== Records to use

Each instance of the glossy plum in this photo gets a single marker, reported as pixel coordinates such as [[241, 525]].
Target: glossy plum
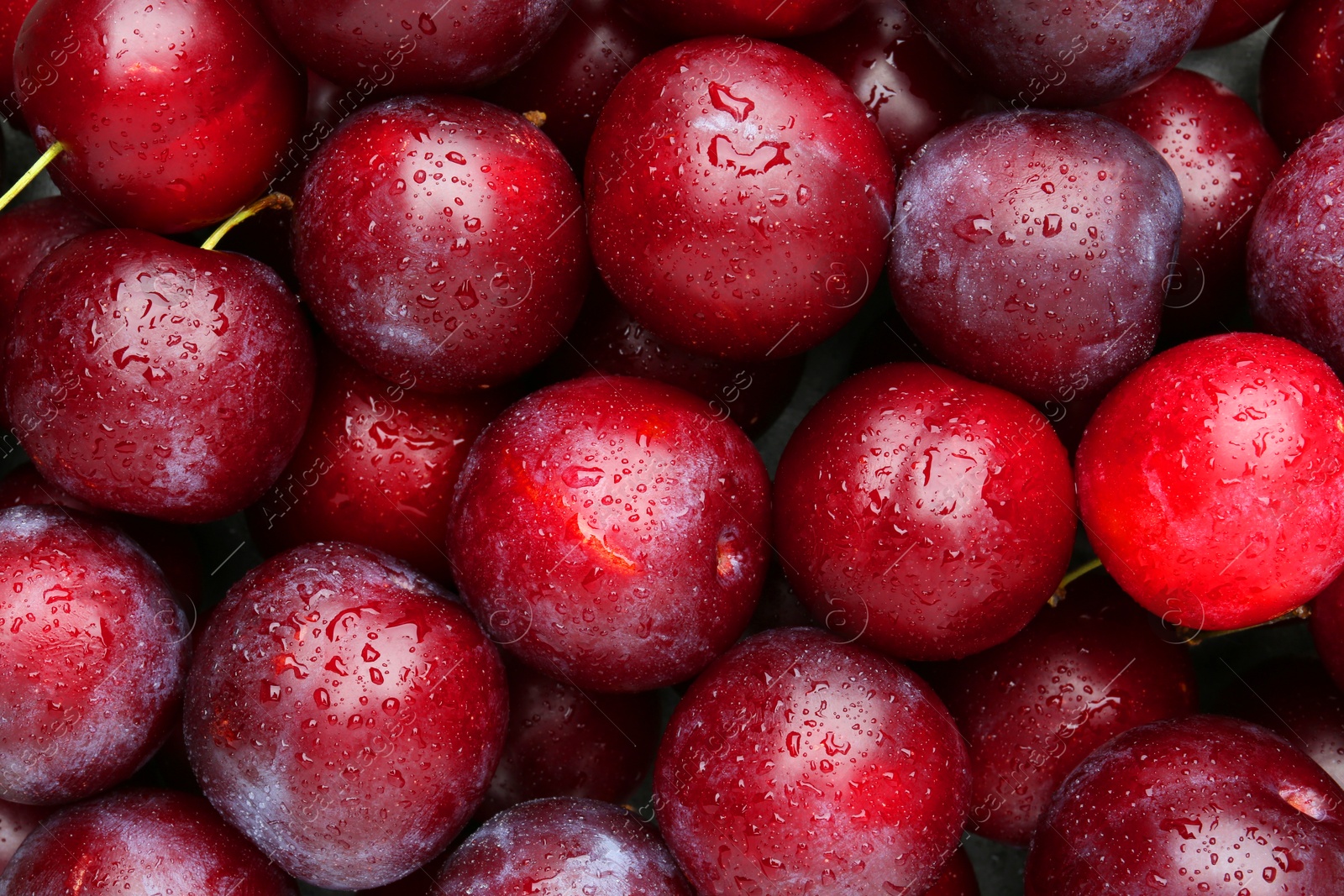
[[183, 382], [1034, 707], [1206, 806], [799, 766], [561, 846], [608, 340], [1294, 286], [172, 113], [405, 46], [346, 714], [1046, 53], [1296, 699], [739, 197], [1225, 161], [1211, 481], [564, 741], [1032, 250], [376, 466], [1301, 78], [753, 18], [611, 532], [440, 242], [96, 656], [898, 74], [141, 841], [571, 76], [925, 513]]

====
== Records to use

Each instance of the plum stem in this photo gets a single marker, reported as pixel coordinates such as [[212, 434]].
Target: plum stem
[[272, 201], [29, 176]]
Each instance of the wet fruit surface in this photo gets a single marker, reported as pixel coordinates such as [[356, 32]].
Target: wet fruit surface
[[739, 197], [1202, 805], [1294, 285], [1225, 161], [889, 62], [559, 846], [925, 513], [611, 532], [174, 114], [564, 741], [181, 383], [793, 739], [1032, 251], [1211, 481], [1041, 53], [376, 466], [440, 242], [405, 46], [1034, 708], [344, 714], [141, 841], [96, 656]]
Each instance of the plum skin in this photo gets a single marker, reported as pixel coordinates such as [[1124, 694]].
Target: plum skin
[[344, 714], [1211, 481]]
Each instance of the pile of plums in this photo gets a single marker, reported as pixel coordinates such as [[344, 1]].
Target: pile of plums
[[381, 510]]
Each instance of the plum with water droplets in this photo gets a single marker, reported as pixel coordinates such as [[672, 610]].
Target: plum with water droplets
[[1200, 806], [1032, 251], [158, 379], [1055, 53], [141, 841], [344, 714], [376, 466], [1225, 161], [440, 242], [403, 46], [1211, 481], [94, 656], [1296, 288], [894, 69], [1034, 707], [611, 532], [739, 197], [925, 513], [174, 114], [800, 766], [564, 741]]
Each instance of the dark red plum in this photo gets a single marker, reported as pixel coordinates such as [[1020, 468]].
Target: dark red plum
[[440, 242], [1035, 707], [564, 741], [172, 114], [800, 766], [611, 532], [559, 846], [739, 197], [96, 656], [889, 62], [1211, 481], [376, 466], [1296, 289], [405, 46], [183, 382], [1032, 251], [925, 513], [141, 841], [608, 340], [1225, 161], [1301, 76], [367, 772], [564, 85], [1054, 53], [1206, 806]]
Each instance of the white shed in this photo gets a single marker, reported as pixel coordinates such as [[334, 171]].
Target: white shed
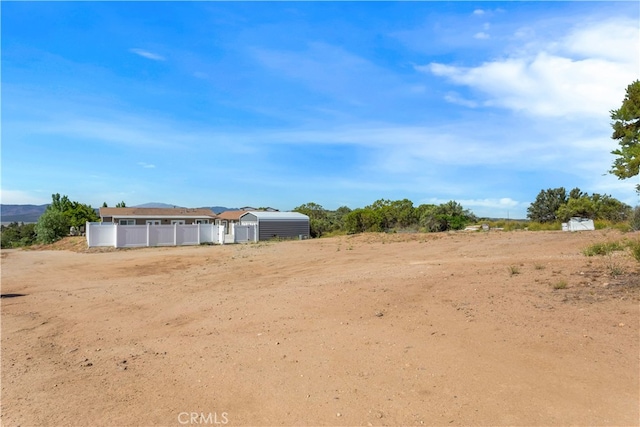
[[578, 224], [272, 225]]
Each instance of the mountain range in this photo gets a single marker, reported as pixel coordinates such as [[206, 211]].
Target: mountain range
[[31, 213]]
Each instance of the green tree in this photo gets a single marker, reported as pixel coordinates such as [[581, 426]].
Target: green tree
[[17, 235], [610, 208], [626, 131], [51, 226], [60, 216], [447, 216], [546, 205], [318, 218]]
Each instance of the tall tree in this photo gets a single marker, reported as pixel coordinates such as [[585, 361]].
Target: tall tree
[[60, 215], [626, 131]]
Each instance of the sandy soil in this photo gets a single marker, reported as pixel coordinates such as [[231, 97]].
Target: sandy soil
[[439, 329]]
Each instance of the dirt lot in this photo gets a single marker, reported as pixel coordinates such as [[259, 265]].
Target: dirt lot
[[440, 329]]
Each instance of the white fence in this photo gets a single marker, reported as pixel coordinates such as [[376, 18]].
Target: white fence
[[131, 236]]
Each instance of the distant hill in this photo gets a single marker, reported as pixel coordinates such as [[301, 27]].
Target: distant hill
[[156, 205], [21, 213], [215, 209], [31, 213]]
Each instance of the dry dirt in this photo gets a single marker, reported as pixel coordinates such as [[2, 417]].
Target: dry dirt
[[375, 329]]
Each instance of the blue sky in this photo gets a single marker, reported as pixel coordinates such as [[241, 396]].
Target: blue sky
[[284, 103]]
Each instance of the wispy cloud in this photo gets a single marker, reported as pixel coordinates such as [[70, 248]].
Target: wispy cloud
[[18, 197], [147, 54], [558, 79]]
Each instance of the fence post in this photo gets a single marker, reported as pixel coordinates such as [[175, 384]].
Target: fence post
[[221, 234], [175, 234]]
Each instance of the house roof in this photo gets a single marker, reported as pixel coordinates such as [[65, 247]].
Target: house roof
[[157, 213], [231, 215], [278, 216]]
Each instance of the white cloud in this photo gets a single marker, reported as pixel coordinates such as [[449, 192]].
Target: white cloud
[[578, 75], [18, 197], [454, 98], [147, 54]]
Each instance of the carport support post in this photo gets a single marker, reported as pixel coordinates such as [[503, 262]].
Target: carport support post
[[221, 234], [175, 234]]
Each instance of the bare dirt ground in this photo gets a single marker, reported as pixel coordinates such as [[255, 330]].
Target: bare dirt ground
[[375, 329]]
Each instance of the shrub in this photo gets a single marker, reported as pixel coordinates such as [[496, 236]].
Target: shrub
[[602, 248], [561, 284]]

====

### To do
Of all the entries above, repeat only the lines from the line that has "Target: plum skin" to the line that has "Each instance of the plum with", both lines included, exactly.

### Exercise response
Target: plum skin
[[344, 714], [1211, 481]]
Each instance of the pile of plums in this photo gets a single marker, reported as pixel coordinates such as [[344, 1]].
Target: pile of plums
[[381, 510]]
Each instance of the plum with water droplets in this photo gets a single marker, reported as pixel coordinates such as [[672, 610]].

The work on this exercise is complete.